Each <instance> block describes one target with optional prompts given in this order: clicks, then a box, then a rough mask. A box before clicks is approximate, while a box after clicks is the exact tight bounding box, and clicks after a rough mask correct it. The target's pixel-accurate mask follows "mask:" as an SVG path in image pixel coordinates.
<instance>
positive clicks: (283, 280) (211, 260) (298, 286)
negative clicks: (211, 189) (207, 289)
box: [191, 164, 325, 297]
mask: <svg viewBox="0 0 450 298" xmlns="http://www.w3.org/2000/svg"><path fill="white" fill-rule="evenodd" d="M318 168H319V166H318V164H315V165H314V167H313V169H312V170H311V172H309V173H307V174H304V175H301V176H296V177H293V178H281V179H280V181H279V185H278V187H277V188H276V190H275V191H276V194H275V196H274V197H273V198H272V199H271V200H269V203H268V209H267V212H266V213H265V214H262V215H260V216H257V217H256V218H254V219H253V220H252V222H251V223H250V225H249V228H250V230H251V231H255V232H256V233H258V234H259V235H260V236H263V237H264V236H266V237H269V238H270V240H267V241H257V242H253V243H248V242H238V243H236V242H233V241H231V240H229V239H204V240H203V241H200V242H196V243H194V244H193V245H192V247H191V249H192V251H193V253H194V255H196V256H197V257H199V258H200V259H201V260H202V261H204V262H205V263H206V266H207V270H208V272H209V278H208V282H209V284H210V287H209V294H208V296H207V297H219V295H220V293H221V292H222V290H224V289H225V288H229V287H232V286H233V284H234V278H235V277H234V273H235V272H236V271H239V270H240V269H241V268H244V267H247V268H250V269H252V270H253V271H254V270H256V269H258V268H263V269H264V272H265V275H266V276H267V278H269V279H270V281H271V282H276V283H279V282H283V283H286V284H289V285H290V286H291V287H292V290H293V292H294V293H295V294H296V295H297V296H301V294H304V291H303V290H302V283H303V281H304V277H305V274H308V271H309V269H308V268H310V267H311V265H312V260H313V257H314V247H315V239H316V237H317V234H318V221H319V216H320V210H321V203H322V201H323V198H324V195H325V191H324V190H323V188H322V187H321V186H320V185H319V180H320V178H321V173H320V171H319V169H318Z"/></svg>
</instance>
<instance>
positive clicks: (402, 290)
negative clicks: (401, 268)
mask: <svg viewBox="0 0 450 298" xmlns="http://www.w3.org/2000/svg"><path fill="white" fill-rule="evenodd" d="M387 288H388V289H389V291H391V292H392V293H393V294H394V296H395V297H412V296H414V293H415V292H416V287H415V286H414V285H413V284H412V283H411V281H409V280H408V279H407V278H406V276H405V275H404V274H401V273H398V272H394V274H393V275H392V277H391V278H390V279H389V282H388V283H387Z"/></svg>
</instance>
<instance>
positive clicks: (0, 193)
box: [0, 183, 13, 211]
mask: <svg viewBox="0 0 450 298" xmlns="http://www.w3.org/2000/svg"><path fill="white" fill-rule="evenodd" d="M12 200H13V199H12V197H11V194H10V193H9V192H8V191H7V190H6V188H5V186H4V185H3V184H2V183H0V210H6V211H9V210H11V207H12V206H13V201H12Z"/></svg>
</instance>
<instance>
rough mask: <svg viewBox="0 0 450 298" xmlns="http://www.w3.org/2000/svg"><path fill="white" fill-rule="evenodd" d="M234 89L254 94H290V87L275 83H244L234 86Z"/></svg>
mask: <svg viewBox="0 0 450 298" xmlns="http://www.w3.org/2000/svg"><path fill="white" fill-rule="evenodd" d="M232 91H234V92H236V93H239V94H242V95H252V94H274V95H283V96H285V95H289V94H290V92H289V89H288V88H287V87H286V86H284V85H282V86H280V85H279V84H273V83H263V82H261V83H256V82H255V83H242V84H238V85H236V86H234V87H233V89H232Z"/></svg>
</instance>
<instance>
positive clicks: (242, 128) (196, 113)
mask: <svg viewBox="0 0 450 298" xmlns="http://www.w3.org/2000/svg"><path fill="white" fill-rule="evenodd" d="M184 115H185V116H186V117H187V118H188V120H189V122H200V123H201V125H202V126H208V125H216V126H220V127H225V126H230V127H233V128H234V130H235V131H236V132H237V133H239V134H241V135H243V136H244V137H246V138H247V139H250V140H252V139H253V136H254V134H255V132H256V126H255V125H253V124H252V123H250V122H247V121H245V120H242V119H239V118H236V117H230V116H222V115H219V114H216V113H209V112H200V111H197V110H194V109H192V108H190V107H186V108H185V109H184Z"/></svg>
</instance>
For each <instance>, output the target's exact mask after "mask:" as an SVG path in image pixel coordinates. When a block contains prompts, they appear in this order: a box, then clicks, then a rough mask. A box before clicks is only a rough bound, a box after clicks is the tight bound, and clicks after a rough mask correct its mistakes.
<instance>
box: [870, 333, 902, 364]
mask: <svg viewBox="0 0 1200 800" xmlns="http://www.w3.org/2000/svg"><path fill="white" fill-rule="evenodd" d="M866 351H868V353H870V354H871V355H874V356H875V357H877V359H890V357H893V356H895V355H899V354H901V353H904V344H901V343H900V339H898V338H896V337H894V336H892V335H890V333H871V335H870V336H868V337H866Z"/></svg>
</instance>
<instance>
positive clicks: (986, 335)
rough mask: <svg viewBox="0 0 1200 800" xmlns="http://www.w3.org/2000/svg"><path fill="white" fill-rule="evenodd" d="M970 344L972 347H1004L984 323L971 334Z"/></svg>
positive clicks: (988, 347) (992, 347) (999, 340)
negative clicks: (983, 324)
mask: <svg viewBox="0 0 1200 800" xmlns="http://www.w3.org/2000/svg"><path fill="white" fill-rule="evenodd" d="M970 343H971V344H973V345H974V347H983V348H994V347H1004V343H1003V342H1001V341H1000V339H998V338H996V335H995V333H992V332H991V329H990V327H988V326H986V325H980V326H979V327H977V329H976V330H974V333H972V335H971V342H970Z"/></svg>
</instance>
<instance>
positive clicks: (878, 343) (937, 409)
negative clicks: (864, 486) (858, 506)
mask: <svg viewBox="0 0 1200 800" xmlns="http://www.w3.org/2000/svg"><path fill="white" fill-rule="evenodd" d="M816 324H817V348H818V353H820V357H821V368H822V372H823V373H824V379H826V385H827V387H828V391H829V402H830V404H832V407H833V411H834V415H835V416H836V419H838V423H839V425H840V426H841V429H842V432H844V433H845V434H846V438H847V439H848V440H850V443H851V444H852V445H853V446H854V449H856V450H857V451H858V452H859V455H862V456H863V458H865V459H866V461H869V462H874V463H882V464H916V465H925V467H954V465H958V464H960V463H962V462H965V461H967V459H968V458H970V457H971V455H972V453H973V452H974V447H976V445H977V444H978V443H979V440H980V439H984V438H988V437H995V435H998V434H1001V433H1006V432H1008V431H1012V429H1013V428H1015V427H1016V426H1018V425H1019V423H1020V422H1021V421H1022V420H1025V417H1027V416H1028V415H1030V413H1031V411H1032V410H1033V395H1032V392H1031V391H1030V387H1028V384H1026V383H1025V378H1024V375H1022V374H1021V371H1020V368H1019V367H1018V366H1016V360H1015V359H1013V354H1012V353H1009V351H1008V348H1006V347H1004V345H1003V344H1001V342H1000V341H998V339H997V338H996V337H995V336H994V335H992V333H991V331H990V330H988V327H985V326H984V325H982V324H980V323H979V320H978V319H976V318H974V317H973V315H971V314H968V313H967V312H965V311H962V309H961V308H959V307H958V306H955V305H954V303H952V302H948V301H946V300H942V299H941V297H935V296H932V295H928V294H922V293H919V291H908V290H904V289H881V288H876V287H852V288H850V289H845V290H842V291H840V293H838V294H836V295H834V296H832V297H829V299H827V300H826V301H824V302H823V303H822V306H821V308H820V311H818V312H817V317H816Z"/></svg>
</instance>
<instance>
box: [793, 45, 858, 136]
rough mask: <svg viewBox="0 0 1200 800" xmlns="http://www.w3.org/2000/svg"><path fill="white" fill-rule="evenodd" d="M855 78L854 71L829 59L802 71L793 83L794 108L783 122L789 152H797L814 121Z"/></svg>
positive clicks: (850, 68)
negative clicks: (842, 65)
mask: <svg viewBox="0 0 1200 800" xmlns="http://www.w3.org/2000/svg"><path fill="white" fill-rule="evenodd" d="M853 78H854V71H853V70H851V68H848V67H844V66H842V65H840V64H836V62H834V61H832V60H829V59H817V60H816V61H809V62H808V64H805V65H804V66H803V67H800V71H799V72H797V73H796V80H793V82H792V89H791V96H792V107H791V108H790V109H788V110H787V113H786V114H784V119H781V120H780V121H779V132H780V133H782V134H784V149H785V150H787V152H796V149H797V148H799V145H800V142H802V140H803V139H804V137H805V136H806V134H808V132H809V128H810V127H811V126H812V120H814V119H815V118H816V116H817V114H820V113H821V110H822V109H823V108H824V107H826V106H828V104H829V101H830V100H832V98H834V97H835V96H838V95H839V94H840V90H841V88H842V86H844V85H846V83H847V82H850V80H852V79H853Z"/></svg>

=== Work item ===
Within the material above, transcribe exactly the lines that run from the line holding "positive clicks: (986, 335)" through the line holding "positive clicks: (988, 347)".

=== Completed task ===
positive clicks: (986, 335)
rough mask: <svg viewBox="0 0 1200 800" xmlns="http://www.w3.org/2000/svg"><path fill="white" fill-rule="evenodd" d="M970 344L972 347H1004L984 323L971 334Z"/></svg>
positive clicks: (988, 347) (992, 347) (999, 340)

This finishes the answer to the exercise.